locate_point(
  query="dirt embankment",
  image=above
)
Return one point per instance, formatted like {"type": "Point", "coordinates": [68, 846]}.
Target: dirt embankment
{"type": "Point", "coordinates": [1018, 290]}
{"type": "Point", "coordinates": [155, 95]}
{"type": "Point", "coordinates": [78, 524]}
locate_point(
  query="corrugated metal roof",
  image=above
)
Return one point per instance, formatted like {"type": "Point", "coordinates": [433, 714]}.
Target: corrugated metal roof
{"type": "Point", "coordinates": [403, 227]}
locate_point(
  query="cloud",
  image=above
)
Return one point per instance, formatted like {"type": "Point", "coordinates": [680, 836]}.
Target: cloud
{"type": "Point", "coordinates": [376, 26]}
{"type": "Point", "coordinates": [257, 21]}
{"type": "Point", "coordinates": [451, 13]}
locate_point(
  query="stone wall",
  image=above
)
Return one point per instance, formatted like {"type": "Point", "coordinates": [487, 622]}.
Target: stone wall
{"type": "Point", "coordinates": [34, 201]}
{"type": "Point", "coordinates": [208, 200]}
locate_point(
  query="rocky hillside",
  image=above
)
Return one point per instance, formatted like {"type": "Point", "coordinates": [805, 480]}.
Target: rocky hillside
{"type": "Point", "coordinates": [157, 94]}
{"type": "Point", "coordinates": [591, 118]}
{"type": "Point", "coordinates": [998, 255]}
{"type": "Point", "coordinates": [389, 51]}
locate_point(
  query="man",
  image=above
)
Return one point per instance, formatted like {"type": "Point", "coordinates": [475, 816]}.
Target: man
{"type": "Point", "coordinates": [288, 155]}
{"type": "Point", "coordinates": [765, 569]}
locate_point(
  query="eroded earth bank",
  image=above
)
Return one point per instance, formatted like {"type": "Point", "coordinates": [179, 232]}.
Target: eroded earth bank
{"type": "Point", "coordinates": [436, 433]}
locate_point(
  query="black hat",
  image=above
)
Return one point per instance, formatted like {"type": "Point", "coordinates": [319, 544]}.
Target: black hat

WHAT THE TASK ASKS:
Go through the records and report each line that contains "instance".

ANSWER SECTION:
Return one point per instance, formatted like {"type": "Point", "coordinates": [68, 846]}.
Return one point per instance, formatted like {"type": "Point", "coordinates": [433, 714]}.
Return one point per instance, formatted like {"type": "Point", "coordinates": [680, 836]}.
Return one point per instance, formatted like {"type": "Point", "coordinates": [487, 622]}.
Return one point per instance, formatted like {"type": "Point", "coordinates": [805, 480]}.
Return one point per instance, formatted like {"type": "Point", "coordinates": [475, 816]}.
Return one point per instance, formatted like {"type": "Point", "coordinates": [179, 232]}.
Return one point per instance, formatted like {"type": "Point", "coordinates": [319, 544]}.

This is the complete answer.